(Document passage):
Segment Open
Health Service Focus

27.11.19

Needlestick; The harms and cost of an avoidable injury

 Source: NHE Nov/Dec

 

Paul Butler, Associate Safety And Learning Lead At NHS Resolution

Sharps injuries are a well-known risk in the health and social care sector. Sharps contaminated with an infected patient’s blood can transmit more than 20 diseases, including hepatitis B, C and human immunodeficiency virus (HIV). Because of this transmission risk, sharps injuries can cause worry and stress to the many thousands who receive them.

The harm and cost associated with sharps injury are largely avoidable. Most sharps injuries can be prevented, and there are legal requirements on employers to take steps to prevent healthcare staff being exposed to infectious agents from sharps injuries.

What is the risk?

The main risk from a sharps injury is the potential exposure to infections such as blood-borne viruses (BBV). This can occur where the injury involves a sharp that is contaminated with blood or a bodily fluid from a patient. The blood-borne viruses of most concern are:

Hepatitis B (HBV)

Hepatitis C (HCV)

Human immunodeficiency virus (HIV)

The transmission of infection depends on a number of factors.

Who is at risk?

Workers and others in health and social care are at risk. This includes those who directly handle sharps but also includes workers who may inadvertently be put at risk when sharps are not stored or disposed of correctly.

There is a higher risk of infection from a sharps injury involving hollow-bore needles. Higher risk procedures include intra-vascular cannulation, venepuncture and injections and use of IV cannulae, winged steel-butterfly-needles, needles and syringes and phlebotomy needles.

 What is the cost?

NHS Resolution manages claims submitted for injury to staff and patients and, in the case of needlestick, received 401 claims from staff between 2017 and 2019.  Of these, 176 were successful and a 136 remain open.  NHS Resolution paid out £361,150 in total damages to NHS staff on behalf of NHS trusts during this period.
Segment Closed
(Information given):
Segment Open
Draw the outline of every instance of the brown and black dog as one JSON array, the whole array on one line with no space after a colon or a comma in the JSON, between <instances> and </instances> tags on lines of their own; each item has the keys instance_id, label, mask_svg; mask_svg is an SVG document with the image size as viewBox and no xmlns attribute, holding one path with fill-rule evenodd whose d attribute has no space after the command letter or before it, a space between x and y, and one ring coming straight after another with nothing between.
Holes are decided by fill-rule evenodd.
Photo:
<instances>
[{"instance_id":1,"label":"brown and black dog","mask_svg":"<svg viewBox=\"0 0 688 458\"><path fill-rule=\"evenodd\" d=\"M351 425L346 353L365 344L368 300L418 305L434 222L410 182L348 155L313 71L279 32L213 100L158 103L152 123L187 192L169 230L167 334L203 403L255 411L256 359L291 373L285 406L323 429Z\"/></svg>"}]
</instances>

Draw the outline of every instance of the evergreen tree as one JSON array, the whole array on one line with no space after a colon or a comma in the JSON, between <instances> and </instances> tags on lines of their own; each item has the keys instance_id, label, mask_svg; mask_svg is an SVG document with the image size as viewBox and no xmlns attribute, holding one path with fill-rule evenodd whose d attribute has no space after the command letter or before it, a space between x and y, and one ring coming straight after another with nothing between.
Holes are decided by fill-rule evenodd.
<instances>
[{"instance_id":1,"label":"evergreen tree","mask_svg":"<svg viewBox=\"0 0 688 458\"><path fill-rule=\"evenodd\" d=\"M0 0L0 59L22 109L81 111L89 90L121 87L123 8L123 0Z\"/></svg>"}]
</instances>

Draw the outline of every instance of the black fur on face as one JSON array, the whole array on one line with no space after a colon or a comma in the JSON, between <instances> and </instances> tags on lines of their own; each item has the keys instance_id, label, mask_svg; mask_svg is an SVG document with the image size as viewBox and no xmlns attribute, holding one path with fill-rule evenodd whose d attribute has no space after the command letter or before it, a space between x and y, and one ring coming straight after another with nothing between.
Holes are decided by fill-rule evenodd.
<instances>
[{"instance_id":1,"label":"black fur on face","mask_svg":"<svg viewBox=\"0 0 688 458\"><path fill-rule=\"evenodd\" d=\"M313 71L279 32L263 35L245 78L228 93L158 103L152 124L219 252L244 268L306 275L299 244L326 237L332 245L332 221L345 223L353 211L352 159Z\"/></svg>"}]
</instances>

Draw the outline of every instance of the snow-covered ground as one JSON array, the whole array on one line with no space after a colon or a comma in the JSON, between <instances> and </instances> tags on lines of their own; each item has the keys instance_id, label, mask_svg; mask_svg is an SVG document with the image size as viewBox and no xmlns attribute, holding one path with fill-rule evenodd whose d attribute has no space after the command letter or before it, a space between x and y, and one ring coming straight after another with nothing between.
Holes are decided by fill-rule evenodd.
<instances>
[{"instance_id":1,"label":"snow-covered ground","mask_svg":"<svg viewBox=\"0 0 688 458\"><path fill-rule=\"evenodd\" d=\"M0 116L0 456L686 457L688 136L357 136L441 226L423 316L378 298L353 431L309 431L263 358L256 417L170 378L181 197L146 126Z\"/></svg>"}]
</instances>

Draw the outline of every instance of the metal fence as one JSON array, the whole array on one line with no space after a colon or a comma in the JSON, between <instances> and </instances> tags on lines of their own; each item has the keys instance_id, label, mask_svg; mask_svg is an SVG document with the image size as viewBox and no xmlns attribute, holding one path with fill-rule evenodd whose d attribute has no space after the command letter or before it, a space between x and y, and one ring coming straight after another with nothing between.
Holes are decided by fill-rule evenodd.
Segment Closed
(Work instruction): Reproduce the needlestick injury article word for word in its entirety. Draw only on the needlestick injury article, not on the records.

(Exercise result):
Health Service Focus

27.11.19

Needlestick; The harms and cost of an avoidable injury

 Source: NHE Nov/Dec

 

Paul Butler, Associate Safety And Learning Lead At NHS Resolution

Sharps injuries are a well-known risk in the health and social care sector. Sharps contaminated with an infected patient’s blood can transmit more than 20 diseases, including hepatitis B, C and human immunodeficiency virus (HIV). Because of this transmission risk, sharps injuries can cause worry and stress to the many thousands who receive them.

The harm and cost associated with sharps injury are largely avoidable. Most sharps injuries can be prevented, and there are legal requirements on employers to take steps to prevent healthcare staff being exposed to infectious agents from sharps injuries.

What is the risk?

The main risk from a sharps injury is the potential exposure to infections such as blood-borne viruses (BBV). This can occur where the injury involves a sharp that is contaminated with blood or a bodily fluid from a patient. The blood-borne viruses of most concern are:

Hepatitis B (HBV)

Hepatitis C (HCV)

Human immunodeficiency virus (HIV)

The transmission of infection depends on a number of factors.

Who is at risk?

Workers and others in health and social care are at risk. This includes those who directly handle sharps but also includes workers who may inadvertently be put at risk when sharps are not stored or disposed of correctly.

There is a higher risk of infection from a sharps injury involving hollow-bore needles. Higher risk procedures include intra-vascular cannulation, venepuncture and injections and use of IV cannulae, winged steel-butterfly-needles, needles and syringes and phlebotomy needles.

 What is the cost?

NHS Resolution manages claims submitted for injury to staff and patients and, in the case of needlestick, received 401 claims from staff between 2017 and 2019.  Of these, 176 were successful and a 136 remain open.  NHS Resolution paid out £361,150 in total damages to NHS staff on behalf of NHS trusts during this period.